→ ACTION ITEM:
In the records below, find the line with "point: white halter"; retype that line and all the following lines through the end, exactly, and add nothing.

Point-per-instance localization data:

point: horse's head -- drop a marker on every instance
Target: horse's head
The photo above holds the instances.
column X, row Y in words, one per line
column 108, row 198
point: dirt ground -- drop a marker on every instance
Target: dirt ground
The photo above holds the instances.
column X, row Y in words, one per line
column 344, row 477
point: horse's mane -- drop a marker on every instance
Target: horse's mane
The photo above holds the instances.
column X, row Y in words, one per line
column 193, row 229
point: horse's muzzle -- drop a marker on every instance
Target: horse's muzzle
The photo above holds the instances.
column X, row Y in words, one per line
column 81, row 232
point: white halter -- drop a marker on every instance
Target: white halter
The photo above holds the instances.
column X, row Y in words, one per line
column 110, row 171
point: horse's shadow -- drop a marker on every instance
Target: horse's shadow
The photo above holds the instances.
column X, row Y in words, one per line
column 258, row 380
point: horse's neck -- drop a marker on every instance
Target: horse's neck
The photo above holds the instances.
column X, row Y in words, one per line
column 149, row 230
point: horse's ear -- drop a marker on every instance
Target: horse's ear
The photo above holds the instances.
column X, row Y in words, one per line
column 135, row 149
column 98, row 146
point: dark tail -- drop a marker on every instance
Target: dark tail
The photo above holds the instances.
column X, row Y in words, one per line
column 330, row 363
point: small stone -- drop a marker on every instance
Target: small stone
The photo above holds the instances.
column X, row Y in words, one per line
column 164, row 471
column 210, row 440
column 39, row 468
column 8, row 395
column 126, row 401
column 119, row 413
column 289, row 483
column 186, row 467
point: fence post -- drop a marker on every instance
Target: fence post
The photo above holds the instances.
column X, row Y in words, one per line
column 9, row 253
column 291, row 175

→ ANSWER SPACE:
point: white halter -- drop a marker on every instance
Target: white halter
The photo above holds the instances.
column X, row Y in words, one per line
column 110, row 171
point: horse's shadow -- drop a marker on every instance
Target: horse's shadow
The photo above holds the instances.
column X, row Y in words, one per line
column 258, row 380
point: horse's neck -- drop a marker on every instance
Target: horse's neck
The photo above holds the instances.
column X, row Y in words, one per line
column 149, row 230
point: horse's ear -- drop a marker on every instance
Target: horse's ear
The photo above holds the instances.
column X, row Y in words, one per line
column 135, row 149
column 98, row 146
point: dark tail -- drop a marker on every instance
Target: dark tail
The photo above holds the instances.
column X, row Y in words, one per line
column 330, row 363
point: small stone -- drop a marker on every instance
Target: small stone
The photo above holds the instances.
column X, row Y in words, one per line
column 164, row 471
column 210, row 440
column 39, row 468
column 8, row 395
column 126, row 401
column 119, row 413
column 289, row 483
column 186, row 467
point: fence post -- drop a marker on every instance
Target: fence post
The photo above holds the instances.
column X, row Y in words, one per line
column 9, row 253
column 291, row 175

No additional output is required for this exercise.